# Start of ENTRIES

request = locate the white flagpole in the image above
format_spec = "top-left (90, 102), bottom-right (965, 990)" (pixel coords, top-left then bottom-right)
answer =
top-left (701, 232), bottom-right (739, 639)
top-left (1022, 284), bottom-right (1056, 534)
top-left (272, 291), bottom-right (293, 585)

# End of ENTRIES

* PROBLEM DETAILS
Convert the records above into a Markdown table with two columns, Row and Line. Number each line of the records in order and leave out blank lines.

* WRITTEN SOLUTION
| Row | Line |
|---|---|
| 1 | request = locate the white flagpole in the image above |
| 2 | format_spec = "top-left (90, 102), bottom-right (965, 990)" (pixel coords, top-left then bottom-right) |
| 3 | answer = |
| 4 | top-left (701, 232), bottom-right (739, 639) |
| 5 | top-left (1022, 284), bottom-right (1056, 534) |
| 6 | top-left (272, 291), bottom-right (293, 585) |